#### Objective:
Could you extract every one of the rows below and reproduce each line word for word?
##########
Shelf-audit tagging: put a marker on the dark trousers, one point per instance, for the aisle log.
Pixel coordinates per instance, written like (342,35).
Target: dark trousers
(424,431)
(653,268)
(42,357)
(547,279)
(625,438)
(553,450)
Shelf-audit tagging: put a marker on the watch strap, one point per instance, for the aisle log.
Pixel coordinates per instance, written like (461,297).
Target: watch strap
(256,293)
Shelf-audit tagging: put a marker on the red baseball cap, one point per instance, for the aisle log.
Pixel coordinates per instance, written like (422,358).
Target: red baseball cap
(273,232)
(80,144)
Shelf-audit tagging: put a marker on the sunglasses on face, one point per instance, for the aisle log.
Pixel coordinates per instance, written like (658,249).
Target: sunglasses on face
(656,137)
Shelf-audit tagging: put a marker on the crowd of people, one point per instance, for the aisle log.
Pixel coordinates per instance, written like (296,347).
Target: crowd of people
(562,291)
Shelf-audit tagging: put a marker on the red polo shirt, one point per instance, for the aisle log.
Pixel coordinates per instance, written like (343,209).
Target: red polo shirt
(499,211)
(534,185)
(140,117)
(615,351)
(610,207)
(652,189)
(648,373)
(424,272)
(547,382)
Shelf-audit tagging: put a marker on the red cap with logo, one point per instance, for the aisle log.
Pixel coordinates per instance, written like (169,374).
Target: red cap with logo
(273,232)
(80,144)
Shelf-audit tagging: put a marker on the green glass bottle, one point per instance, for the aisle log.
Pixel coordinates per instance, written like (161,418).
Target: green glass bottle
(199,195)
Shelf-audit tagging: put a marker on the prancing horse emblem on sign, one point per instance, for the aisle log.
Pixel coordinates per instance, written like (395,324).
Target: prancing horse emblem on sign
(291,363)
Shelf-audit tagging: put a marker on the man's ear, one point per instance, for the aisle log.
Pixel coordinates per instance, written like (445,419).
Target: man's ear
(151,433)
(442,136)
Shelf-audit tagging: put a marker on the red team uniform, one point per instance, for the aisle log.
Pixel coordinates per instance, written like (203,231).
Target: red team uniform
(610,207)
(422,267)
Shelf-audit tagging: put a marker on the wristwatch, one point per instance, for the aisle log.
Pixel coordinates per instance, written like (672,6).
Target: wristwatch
##########
#### Solution for this task:
Shelf-audit tagging: put a marker on the dark trousers, one point per instance, for the aisle log.
Pixel coordinates per instance, written like (342,35).
Target: dark trousers
(424,431)
(653,268)
(42,357)
(547,279)
(625,438)
(553,450)
Shelf-audit tagging: put a marker on the watch strap, one point per instance, for the aisle log.
Pixel coordinates per instance, written like (461,297).
Target: watch strap
(256,293)
Shelf-audit tagging: put a marker on the red baseball cap, one point per instance, for the aisle log.
Pixel coordinates per instance, written like (422,358).
Target: red baseball cap
(273,232)
(80,144)
Shelf-audit tagging: put a marker on the sunglasses on face, one point per instance, for the aisle log.
Pixel coordinates per instance, written like (658,249).
Target: sunglasses on face
(656,137)
Shelf-audit tagging: put a marker on the crowd of people, one point per instance, for the aisle log.
Pixel coordinates per instance, written like (296,347).
Target: crowd of people
(562,291)
Shelf-audit tagging: put a marker on the red polo shirt, one point per instance, for the aisle log.
Pixel coordinates per instance, written like (343,209).
Target: red polo shirt
(499,211)
(534,185)
(140,117)
(615,351)
(610,207)
(652,189)
(648,373)
(424,272)
(547,382)
Shelf-audit tagging: put a marker on the red cap with logo, one point per instance, for the aisle log.
Pixel coordinates per instance, written like (169,374).
Target: red cap with logo
(273,232)
(80,144)
Shelf-audit tagging: put a marker on the green glass bottle, one point per instance, for the aisle log.
Pixel coordinates per instance, written like (161,418).
Target: green glass bottle
(199,195)
Shelf-audit tagging: put a marker on the prancing horse emblem on sign, one point per instance, for the aisle log.
Pixel coordinates per instance, written like (395,324).
Target: prancing horse emblem on sign
(291,363)
Shelf-audit tagging: put a marker on the man's ear, one point per instance, for the aisle log.
Pixel coordinates per instance, written like (445,419).
Target: man's ear
(151,433)
(442,136)
Shelf-audit tagging: put a marker on the red team uniform, one point per instance, for the aisle log.
Pixel coordinates per instance, written like (203,231).
Target: red team uniform
(610,207)
(422,267)
Shelf-audit tagging: put a marker on the wristwatch, one point per instance, for the aisle log.
Pixel coordinates per instance, written like (672,6).
Target: wristwatch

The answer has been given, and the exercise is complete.